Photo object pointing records

(begin)

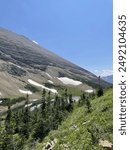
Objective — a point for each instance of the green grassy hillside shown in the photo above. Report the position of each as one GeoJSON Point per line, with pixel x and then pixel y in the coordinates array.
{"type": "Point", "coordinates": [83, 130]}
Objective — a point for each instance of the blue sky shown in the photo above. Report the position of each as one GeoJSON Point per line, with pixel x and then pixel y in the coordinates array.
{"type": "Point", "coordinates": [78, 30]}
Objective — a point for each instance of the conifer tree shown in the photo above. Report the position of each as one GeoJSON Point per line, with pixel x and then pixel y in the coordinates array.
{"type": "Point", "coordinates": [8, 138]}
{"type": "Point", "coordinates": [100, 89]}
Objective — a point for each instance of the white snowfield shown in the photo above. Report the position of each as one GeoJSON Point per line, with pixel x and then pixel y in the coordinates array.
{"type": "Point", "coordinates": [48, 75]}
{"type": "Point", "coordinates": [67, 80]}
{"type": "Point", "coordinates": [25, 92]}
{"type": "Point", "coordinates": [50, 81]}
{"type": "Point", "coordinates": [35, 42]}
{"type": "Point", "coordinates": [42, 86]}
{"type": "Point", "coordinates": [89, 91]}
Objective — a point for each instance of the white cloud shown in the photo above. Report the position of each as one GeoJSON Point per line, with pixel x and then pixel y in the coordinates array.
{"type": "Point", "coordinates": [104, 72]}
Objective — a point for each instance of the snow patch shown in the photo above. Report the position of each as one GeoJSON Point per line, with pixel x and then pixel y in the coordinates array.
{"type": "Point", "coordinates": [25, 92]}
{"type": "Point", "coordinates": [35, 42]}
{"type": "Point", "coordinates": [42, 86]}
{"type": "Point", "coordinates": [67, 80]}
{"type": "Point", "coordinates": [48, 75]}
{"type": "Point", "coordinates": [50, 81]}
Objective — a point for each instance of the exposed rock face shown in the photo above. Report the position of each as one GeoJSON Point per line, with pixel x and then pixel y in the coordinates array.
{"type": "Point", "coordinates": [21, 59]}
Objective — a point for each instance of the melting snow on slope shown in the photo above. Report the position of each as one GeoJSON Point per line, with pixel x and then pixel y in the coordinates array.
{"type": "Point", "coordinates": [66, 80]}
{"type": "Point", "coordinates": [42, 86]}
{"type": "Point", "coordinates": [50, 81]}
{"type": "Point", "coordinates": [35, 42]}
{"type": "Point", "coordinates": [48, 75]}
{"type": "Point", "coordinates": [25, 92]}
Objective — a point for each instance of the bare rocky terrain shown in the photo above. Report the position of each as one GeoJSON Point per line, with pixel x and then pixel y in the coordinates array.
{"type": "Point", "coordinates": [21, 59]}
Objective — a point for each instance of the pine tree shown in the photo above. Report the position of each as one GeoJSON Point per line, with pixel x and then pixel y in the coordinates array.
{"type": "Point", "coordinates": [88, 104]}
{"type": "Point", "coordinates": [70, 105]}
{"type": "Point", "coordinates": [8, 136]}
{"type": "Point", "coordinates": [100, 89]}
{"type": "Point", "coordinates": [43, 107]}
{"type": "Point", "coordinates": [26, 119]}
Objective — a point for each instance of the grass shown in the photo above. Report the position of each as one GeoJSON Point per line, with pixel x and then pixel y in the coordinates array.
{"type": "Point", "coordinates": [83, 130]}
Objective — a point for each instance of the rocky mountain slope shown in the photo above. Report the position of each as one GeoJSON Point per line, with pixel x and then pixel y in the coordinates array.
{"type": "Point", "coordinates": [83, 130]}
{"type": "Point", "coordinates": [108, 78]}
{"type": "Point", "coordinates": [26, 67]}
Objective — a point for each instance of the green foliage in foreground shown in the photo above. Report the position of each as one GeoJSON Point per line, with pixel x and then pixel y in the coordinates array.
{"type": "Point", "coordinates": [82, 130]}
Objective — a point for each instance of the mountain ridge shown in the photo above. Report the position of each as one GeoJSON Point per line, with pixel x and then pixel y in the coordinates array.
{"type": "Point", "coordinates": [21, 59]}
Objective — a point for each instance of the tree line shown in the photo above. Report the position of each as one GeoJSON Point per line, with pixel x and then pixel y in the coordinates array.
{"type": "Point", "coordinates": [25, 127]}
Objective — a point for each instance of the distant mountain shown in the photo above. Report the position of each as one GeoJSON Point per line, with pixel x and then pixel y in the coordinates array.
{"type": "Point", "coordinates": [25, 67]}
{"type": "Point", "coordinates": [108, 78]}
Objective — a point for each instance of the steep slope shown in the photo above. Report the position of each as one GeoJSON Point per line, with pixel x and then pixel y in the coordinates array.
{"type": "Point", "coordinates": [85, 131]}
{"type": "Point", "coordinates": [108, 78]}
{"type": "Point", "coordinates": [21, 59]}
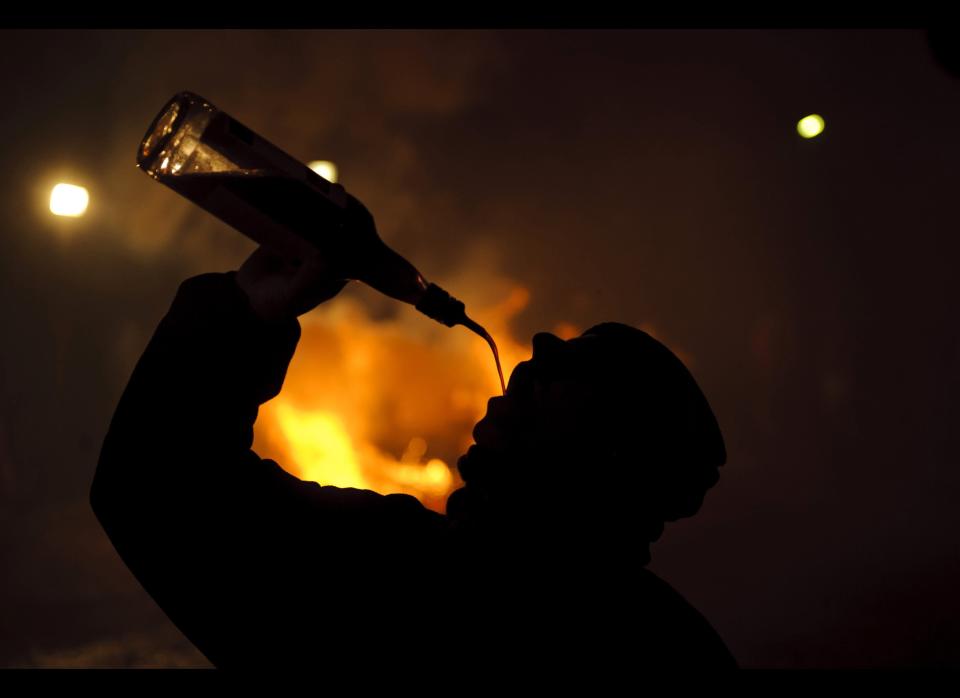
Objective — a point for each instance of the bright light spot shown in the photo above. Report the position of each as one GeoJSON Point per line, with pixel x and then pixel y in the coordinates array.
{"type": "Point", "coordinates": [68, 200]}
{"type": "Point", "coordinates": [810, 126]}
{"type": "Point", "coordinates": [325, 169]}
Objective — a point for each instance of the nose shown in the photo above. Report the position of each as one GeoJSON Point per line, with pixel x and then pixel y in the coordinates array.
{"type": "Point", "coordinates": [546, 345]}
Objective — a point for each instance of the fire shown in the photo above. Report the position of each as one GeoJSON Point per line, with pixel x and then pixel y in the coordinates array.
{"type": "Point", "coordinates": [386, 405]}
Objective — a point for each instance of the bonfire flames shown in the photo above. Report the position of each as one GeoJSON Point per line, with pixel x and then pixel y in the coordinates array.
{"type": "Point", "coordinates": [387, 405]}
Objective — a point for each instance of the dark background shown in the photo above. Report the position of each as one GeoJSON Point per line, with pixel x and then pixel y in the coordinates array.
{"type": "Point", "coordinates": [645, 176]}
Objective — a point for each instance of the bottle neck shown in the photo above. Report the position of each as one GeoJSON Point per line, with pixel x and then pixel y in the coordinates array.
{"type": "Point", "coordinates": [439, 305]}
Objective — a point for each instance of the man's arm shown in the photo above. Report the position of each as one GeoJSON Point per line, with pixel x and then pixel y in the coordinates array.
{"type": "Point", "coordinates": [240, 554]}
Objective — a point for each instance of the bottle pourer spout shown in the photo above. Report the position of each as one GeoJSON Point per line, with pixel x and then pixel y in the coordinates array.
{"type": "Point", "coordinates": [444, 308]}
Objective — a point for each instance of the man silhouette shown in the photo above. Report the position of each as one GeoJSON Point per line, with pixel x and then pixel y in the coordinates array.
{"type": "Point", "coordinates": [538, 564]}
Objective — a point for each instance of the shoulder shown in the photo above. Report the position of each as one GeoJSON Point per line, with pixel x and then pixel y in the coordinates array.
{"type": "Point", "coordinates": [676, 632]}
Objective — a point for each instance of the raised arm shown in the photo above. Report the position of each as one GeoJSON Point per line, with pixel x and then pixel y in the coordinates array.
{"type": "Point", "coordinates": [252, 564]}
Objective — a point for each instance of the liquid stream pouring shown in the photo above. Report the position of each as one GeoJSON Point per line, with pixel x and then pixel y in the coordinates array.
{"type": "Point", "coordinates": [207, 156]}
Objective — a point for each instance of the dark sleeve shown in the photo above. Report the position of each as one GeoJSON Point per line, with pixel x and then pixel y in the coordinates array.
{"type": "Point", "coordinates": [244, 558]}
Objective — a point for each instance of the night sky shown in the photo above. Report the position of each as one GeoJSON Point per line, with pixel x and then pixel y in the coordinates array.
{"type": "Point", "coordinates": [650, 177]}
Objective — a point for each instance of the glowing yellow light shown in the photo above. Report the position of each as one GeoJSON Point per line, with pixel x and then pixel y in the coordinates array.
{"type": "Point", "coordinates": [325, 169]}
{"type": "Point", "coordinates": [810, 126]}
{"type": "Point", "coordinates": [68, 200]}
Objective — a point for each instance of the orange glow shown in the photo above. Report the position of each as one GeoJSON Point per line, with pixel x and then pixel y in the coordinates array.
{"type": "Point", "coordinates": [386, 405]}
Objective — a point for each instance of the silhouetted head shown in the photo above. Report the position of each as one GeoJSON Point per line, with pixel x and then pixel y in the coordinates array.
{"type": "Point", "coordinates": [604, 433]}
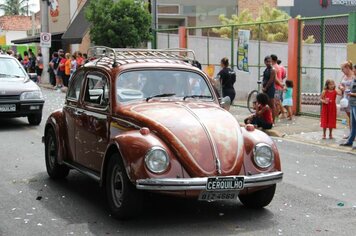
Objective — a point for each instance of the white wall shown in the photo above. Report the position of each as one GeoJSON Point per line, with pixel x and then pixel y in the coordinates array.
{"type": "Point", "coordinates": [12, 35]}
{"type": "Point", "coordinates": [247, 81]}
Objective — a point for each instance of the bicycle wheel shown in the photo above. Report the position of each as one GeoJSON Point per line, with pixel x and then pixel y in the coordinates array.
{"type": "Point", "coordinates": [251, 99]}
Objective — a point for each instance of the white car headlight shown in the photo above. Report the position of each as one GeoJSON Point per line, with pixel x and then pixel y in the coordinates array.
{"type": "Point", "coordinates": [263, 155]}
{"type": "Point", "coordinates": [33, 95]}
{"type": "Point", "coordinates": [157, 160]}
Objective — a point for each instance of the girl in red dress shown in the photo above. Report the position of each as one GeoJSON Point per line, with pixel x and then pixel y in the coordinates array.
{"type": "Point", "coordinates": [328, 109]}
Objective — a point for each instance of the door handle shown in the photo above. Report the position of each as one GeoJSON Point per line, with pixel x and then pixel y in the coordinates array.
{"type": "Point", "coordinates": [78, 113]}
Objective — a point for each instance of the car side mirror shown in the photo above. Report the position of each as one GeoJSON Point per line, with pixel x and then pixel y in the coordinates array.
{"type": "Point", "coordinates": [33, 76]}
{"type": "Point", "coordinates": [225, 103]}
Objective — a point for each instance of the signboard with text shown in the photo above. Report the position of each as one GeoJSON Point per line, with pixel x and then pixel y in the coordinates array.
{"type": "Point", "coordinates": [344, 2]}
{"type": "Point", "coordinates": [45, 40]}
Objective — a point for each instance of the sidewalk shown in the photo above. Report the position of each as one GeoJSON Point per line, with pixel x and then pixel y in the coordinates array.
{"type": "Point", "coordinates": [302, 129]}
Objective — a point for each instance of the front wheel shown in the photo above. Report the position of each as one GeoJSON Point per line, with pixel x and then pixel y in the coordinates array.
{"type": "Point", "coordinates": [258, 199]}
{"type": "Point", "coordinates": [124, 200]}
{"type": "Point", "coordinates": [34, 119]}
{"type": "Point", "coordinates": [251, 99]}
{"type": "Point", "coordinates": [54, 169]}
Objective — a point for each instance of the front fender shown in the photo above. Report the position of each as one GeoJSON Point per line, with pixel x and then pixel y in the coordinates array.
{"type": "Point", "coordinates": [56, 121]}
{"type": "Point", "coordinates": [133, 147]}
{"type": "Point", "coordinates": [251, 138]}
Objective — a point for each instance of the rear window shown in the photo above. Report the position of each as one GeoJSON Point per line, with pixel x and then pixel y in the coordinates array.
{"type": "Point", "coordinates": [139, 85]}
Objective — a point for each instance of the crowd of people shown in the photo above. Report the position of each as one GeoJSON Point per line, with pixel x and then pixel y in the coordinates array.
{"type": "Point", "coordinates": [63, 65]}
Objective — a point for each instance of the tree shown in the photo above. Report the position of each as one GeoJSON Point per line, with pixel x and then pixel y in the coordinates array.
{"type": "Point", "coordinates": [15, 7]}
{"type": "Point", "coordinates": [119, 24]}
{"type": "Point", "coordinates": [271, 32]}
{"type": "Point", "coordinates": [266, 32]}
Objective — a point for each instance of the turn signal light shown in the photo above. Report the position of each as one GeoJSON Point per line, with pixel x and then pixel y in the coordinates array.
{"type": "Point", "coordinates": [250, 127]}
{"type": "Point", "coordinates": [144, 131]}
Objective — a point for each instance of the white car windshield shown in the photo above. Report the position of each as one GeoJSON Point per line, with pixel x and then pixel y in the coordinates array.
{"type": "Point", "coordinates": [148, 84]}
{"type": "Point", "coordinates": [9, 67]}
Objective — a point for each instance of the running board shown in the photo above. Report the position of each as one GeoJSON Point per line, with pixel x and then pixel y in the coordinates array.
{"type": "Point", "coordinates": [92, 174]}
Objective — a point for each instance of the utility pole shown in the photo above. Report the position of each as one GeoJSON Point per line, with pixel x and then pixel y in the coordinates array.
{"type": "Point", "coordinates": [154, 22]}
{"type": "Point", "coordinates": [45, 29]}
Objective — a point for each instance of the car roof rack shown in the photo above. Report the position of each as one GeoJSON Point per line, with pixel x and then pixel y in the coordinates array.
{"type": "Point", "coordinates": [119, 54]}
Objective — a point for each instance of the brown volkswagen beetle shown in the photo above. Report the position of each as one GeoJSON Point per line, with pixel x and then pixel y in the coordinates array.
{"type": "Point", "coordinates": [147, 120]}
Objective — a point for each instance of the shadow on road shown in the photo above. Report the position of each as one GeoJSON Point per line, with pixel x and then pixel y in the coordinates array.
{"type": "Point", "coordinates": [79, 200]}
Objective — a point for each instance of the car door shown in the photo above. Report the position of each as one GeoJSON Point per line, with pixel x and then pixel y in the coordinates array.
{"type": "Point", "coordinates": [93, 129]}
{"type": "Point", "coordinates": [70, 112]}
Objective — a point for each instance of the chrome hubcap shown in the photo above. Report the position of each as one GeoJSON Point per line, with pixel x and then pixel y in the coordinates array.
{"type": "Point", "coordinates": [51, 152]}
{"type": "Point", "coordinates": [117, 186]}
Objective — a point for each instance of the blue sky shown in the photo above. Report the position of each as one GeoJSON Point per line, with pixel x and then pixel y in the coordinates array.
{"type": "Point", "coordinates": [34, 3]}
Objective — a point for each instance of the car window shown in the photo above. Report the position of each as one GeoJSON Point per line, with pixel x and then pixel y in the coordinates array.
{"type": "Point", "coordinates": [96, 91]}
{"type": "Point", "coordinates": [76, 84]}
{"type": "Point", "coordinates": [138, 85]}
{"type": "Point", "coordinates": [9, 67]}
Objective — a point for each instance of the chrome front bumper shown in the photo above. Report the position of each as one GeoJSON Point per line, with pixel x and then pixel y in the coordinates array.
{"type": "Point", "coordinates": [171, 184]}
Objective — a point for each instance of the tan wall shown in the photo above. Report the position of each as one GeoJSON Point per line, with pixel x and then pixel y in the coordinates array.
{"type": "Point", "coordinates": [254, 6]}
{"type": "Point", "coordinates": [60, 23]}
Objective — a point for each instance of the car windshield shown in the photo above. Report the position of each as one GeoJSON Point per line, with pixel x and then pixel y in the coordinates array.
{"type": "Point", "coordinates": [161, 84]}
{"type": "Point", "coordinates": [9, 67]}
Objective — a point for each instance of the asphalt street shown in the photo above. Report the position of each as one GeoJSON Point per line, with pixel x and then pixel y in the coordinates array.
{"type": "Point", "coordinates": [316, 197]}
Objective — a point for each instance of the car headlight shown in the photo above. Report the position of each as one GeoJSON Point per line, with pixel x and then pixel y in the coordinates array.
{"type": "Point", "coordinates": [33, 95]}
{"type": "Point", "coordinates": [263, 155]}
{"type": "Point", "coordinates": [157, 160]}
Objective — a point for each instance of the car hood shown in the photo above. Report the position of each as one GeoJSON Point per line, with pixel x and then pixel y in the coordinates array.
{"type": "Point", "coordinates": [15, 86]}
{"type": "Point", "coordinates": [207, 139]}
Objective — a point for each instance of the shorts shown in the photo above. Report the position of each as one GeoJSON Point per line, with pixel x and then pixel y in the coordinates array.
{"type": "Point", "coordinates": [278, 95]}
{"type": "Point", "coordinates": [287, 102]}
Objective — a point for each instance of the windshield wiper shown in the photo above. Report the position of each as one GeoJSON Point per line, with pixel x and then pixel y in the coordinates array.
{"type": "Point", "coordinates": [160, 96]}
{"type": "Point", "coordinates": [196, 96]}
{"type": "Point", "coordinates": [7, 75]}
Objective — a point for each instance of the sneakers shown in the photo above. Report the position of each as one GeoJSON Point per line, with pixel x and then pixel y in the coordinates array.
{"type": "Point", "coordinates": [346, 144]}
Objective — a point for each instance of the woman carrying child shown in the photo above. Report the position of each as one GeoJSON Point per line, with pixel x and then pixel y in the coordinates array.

(end)

### TASK TO COMPLETE:
Your task is to transcribe the line containing "Objective — a point for each instance of the shorts" and every line after it, through the last line of the data, exactly as written and with nothing more.

### SOLUTION TO THIS TASK:
Objective — a point for each instance of the shorts shown in the photo above. Report the position of each as one GeoJSON Point per line, with pixel x and then pixel y in the coordinates array.
{"type": "Point", "coordinates": [278, 95]}
{"type": "Point", "coordinates": [287, 102]}
Objective — a point for each instance of the windshield wiper shown in the photo above. Report the position of each as one GeoJSON Point per line, with pixel x and then pixel y in the coordinates array.
{"type": "Point", "coordinates": [160, 96]}
{"type": "Point", "coordinates": [196, 96]}
{"type": "Point", "coordinates": [7, 75]}
Objective — a point for each instance of the sneakers shown in the photo above. Report the position of each as one GeoJSON Point per line, with pixel x and then pixel y in the coordinates array.
{"type": "Point", "coordinates": [346, 144]}
Objective — a point for each instance of the woman carrying child shown in the photo above. Report the position of each as one GeoJSON Point per line, with pixel x and then pixel y in the coordinates array.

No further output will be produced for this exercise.